Copy the records from the line containing "Task: find the dirt" through the end of the records, changing "dirt track" to "dirt road" and leaving everything else the same.

--- Begin Records ---

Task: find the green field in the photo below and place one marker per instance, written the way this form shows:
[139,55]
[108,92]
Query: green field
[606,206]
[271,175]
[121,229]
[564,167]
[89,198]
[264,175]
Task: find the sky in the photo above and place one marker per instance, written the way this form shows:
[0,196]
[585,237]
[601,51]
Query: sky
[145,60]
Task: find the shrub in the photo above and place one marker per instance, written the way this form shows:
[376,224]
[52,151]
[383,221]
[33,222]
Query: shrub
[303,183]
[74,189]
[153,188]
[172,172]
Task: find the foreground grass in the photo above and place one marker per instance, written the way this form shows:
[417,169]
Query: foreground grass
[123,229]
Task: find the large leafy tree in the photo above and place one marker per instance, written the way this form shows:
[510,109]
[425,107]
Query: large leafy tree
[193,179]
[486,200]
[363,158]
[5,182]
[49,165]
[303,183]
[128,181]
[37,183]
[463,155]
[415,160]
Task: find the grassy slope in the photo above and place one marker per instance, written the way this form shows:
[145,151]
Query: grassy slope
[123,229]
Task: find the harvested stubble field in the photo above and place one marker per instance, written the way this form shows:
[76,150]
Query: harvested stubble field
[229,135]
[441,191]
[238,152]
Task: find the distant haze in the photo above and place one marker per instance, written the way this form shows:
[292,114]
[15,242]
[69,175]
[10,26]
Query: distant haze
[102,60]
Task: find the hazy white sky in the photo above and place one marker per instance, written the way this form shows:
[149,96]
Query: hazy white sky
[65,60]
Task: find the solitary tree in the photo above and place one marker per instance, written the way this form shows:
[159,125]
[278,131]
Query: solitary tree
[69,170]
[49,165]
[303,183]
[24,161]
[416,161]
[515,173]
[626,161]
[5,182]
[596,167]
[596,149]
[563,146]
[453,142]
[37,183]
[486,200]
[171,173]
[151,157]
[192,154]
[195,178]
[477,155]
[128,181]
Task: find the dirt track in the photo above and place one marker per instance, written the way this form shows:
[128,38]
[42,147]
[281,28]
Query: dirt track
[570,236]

--- End Records ---

> [Correct answer]:
Task: find the dirt road in the photo above and place one marker per instance, written the way this form shows:
[128,38]
[42,147]
[281,28]
Query: dirt road
[570,236]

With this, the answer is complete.